▶ **To do**
Resume the argument below about the orthogonal convexity of the region bounded by the two curves, starting right after its final sentence.

··· Source passage

EDIT: Since none of the answers are dealing with it, and certain doubts have been expressed, I thought I'd deal with the centre having to be $(0, 0)$.

Essentially, the property needed here is orthogonal convexity of the region bounded by the two curves. Note that a region bounded by any two graphs of functions is always vertically convex, by the nature of functions; a failure to be vertically convex would violate the vertical line test.

For horizontal convexity, take two points $(x_1, y), (x_2, y)$ in the region. If $y = 0$, then clearly $\lambda(x_1, y) + (1 - \lambda)(x_2, y)$ lies on the $x$-axis and hence is in the region, so assume $y \neq 0$. By symmetry, without loss of generality, we may assume $y > 0$, thus we only need worry about the curve $y = e^{-x^2}$.

······
··· Information provided

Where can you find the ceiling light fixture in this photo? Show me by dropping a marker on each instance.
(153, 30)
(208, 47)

······
··· Information provided

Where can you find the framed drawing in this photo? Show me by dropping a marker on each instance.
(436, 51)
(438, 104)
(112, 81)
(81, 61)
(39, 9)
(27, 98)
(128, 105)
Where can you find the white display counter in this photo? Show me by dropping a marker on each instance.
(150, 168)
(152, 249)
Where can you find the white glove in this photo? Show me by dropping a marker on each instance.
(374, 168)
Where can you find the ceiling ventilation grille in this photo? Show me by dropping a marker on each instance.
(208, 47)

······

▶ **Result below**
Since $(x_1, y), (x_2, y)$ are in the region, but above the $x$-axis, it follows that $y < e^{-x_1^2}$ and $y < e^{-x_2^2}$. Since $e^{-x^2}$ is decreasing for $x \ge 0$ and increasing for $x \le 0$, it follows by cases that $$y < \min \left\lbrace e^{-x_1^2}, e^{-x_2^2}\right\rbrace \le e^{-(\lambda x_1 + (1 - \lambda)x_2)^2}$$ for $\lambda \in [0, 1]$. Thus, we have orthogonal convexity.

How does this help us? Suppose we have another point $(x, y)$ centering a largest inscribed circle in the region. If $y \neq 0$, then $(x, -y)$ does as well, by symmetry. By vertical convexity, $(x, 0)$ will do the same; just picture the vertical convex hull of the two balls and realise it contains the same circle centred at $(x, 0)$. Similarly, by horizontal convexity, $(0, 0)$ will host a largest inscribed circle.

As I said in the comments, this can be proven a bit more thoroughly, but this is the geometric intuition here.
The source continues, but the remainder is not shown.